→ **PASSAGE TO READ**:
CRP adoption expected to soar by 2021

3 min read 5 May 20

The information contained in this page is for professional Financial Adviser use only.

  • Adoption of Centralised Retirement Propositions (CRPs) expected to soar from 48% to 71% in coming year
  • Advisers increasingly see CRPs as a framework for offering advice rather than a restrictive process
  • Almost three-quarters of advisers segment their clients with level of assets being the most popular method

Advisers are rejecting the view that having a Centralised Retirement Proposition (CRP) is a restrictive 'sausage factory' approach to retirement planning, with almost three-quarters planning to have one in place by 2021.

Research carried out by NextWealth for M&G Wealth questioned 200 advisers on their use of CRPs. While just under half (48%) of advisers currently have a CRP in place this is expected to rise to 71% in the coming year.

View report

What is a CRP?

For the purpose of the research a CRP is defined as a centrally agreed approach to retirement planning that typically includes investment and withdrawal strategy. It may also extend to fact finding and assessing capacity for risk.

Advisers are increasingly of the view that CRPs offer a framework than can be used to deliver advice. This flies in the face of the view that CRPs are restrictive and don’t offer the capacity to offer advice tailored to the specific client– a view still shared by 89% of advisers who don’t want to offer a CRP.

→ **Stored data entries**:
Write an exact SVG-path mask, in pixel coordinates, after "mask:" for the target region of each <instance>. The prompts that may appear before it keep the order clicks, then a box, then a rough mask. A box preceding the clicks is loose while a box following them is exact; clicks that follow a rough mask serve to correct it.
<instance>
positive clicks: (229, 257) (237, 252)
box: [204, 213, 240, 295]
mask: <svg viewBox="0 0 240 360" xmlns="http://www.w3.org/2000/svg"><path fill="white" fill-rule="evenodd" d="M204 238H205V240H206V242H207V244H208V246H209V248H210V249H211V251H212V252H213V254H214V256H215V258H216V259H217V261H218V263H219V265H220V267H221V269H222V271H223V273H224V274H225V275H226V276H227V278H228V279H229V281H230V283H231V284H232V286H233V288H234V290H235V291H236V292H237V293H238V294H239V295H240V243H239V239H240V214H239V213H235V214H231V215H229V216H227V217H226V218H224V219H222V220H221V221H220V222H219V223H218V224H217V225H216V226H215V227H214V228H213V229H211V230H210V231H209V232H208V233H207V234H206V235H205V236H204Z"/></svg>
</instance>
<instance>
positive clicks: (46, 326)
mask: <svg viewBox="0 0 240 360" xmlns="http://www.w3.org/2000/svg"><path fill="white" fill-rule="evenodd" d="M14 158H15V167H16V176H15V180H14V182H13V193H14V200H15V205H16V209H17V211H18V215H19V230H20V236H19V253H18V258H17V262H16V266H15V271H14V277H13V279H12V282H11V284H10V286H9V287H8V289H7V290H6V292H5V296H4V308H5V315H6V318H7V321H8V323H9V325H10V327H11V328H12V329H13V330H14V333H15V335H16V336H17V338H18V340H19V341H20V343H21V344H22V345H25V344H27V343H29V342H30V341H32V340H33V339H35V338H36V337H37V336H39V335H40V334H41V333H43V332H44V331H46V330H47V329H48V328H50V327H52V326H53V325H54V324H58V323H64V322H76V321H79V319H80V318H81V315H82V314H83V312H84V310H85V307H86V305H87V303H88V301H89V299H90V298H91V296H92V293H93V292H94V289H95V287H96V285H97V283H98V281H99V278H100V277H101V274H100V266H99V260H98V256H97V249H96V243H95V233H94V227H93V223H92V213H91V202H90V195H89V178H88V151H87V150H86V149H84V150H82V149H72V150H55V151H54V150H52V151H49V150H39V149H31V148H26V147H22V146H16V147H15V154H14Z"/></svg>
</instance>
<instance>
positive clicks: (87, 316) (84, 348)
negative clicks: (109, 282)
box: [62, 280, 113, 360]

--

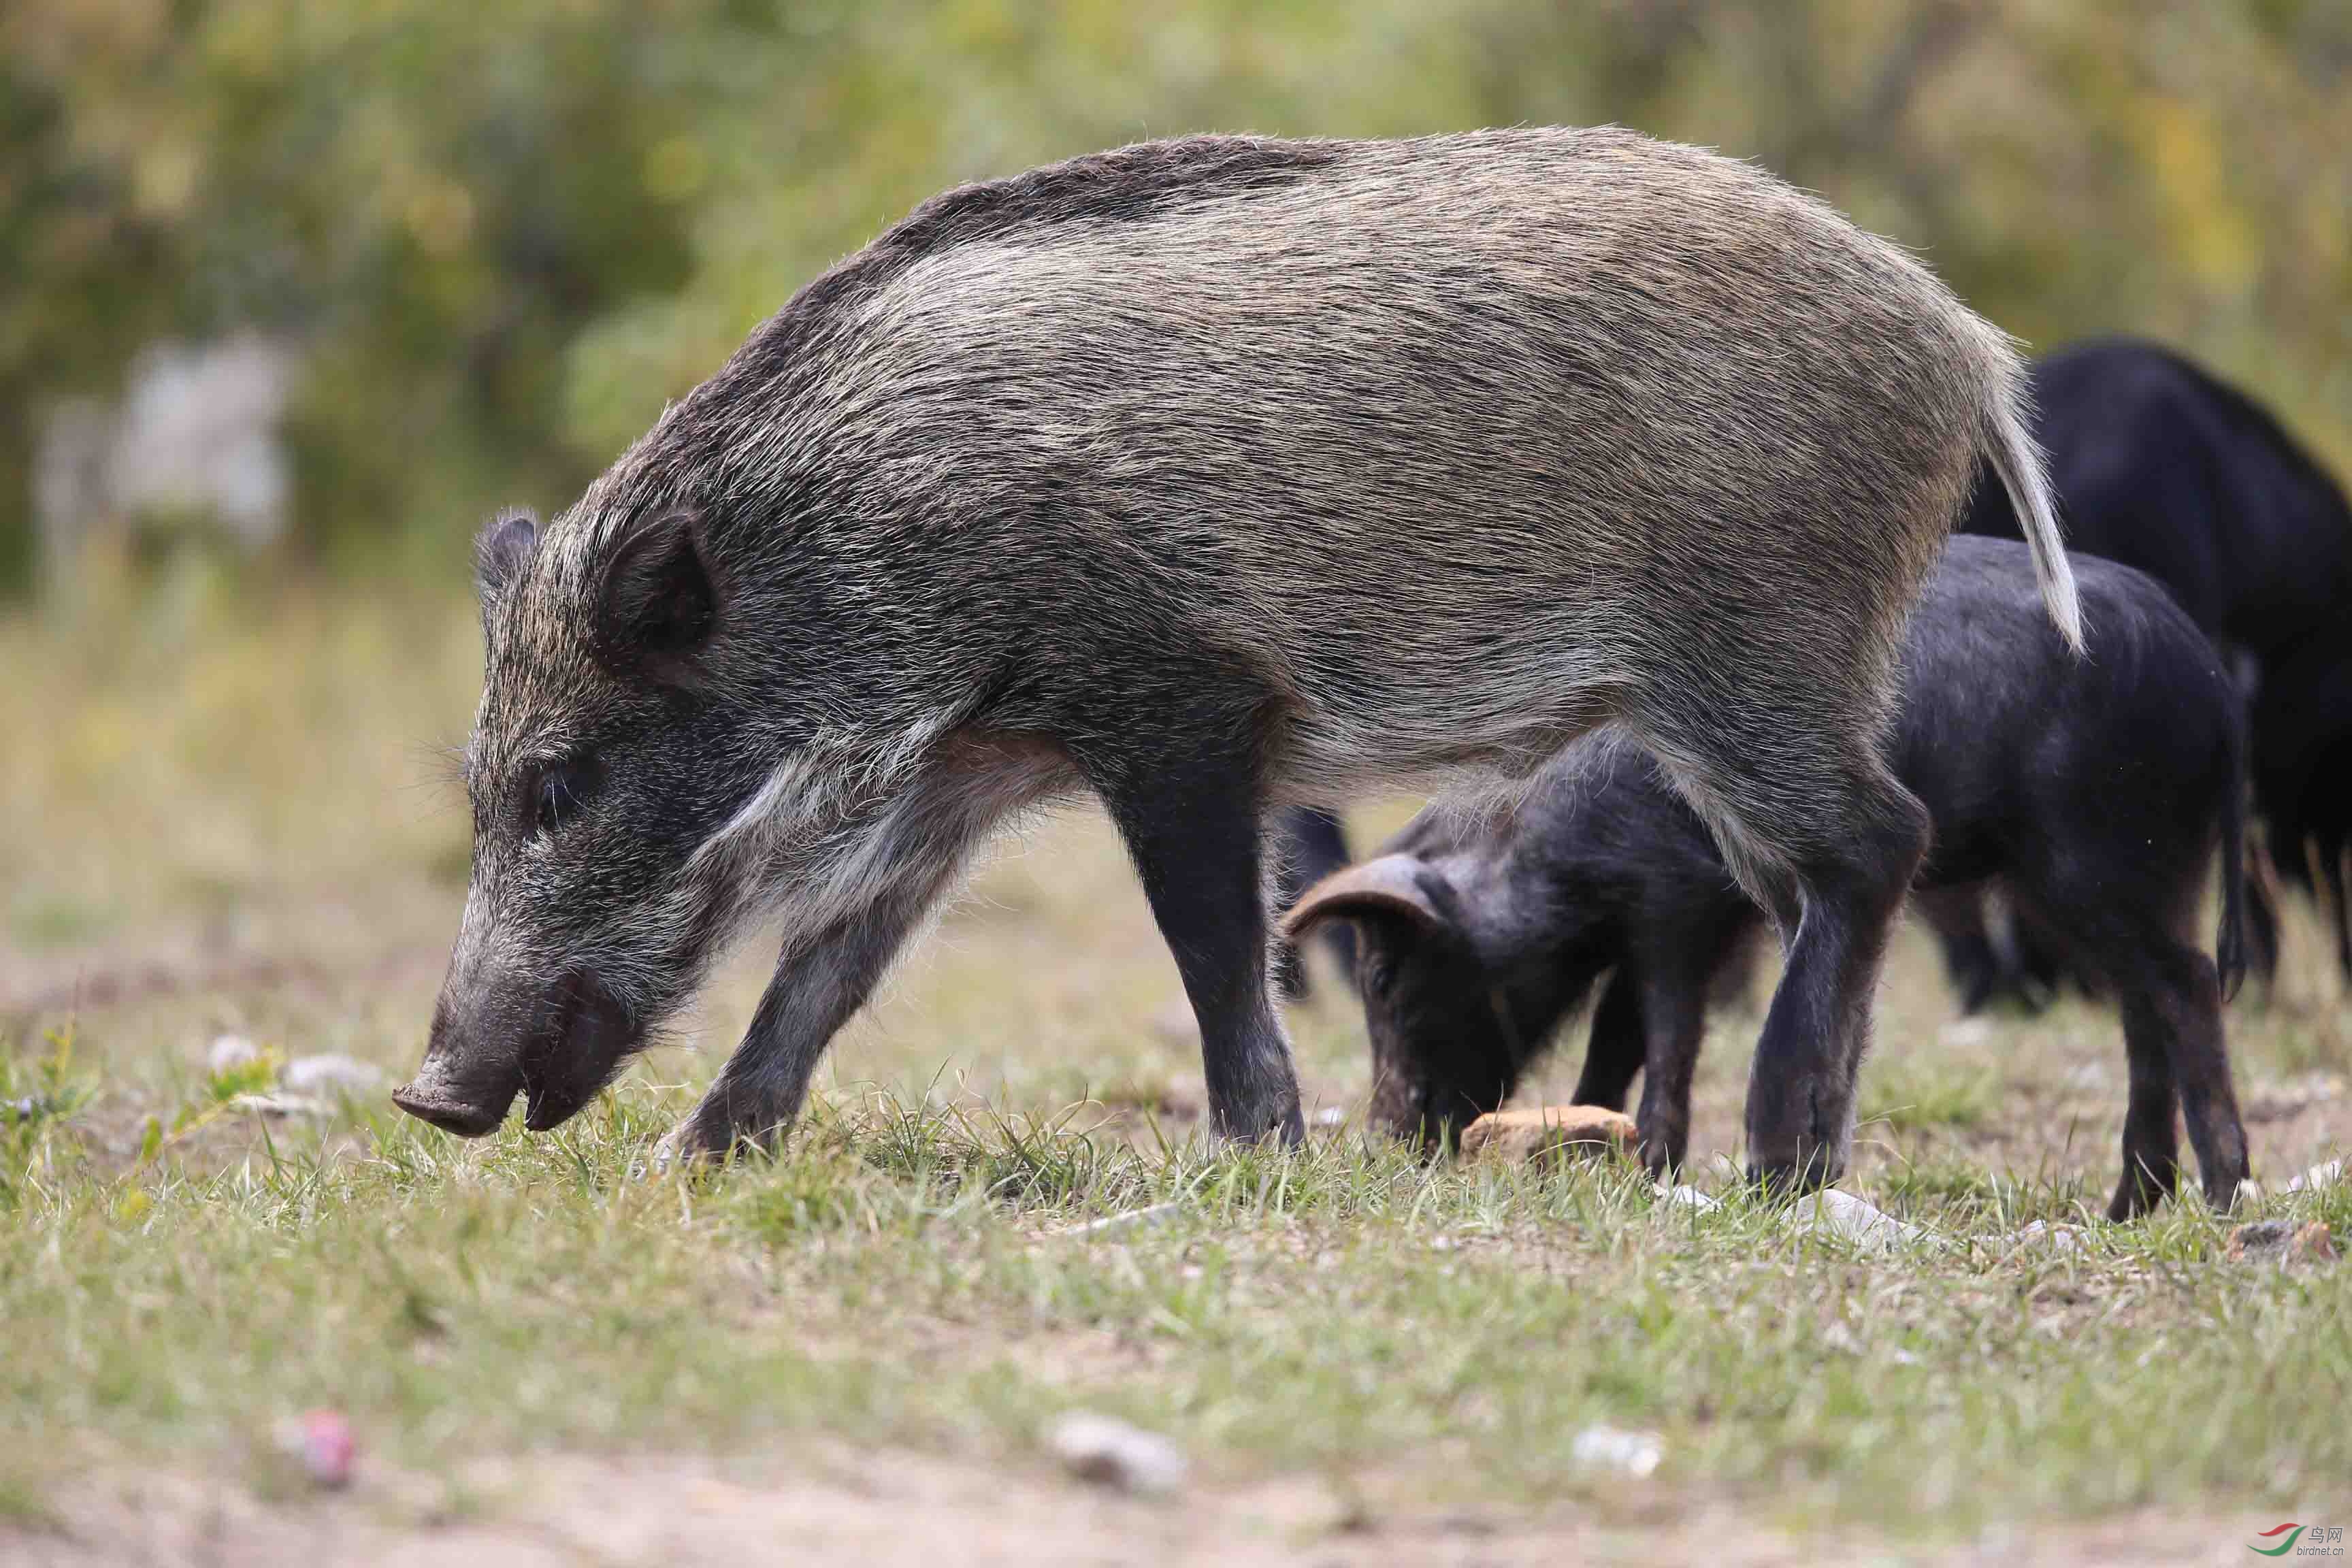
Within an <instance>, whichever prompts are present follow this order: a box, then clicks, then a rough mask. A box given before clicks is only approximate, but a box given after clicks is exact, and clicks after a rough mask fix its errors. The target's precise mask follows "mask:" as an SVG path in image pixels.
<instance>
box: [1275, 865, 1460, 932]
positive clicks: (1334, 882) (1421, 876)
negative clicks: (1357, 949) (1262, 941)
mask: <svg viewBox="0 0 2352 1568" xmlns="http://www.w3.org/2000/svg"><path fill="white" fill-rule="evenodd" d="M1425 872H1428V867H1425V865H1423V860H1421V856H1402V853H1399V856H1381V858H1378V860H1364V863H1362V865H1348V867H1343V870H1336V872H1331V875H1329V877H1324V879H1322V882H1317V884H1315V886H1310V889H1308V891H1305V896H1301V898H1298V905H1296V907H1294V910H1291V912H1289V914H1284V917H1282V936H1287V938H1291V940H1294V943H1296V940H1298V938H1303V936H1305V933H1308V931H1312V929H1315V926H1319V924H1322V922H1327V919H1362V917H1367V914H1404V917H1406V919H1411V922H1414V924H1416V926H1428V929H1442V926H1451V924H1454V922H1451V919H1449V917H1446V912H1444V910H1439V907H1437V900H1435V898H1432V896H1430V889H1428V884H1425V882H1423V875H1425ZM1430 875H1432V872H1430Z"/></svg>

→ **EXERCISE REQUIREMENTS**:
a. According to the CRP adoption article, how many advisers did NextWealth question for M&G Wealth?
b. List everything that the CRP adoption article's definition says a CRP typically includes or may also extend to.
c. Continue the CRP adoption article from the point where the text ends.
The records have nothing to do with the CRP adoption article.

→ **ANSWERS FOR THIS EXERCISE**:
a. 200 advisers.

b. Investment strategy, withdrawal strategy, fact finding, and assessing capacity for risk.

c.
The most commonly cited reasons for establishing a CRP are:

  • 35% said they chose a CRP because it benefits clients
  • One-quarter (24%) said it increases business efficiency
  • Almost one-fifth (18%) said CRPs help them meet regulatory requirements

Commenting on the research findings, Jo Kite, head of proposition and marketing said:

“The research found that clients seeking retirement advice make up 60% of advised clients and with demand set to grow even further then CRPs can play an important role in helping firms deliver retirement advice more efficiently and consistently. Most importantly, advisers told us it can deliver real client benefit and if we think of a CRP as a framework rather than an inflexible ‘sausage factory’ approach, it’s hard to see any reason not to adopt. This could be particularly the case as advisers help clients plan for a sustainable retirement income against a background of the volatility experienced from COVID-19.”

Commenting on the research findings, Heather Hopkins, managing director of NextWealth, said:

“Our research with M&G Wealth confirms that a CRP does not equate to an overly restrictive approach to financial planning. Instead, a CRP is a framework in which firms offer retirement advice. Firms that have adopted a CRP see it directly benefiting clients and driving efficiency in the firm. As more firms see the benefits of a CRP, I have no doubt we will see greater adoption across the profession.”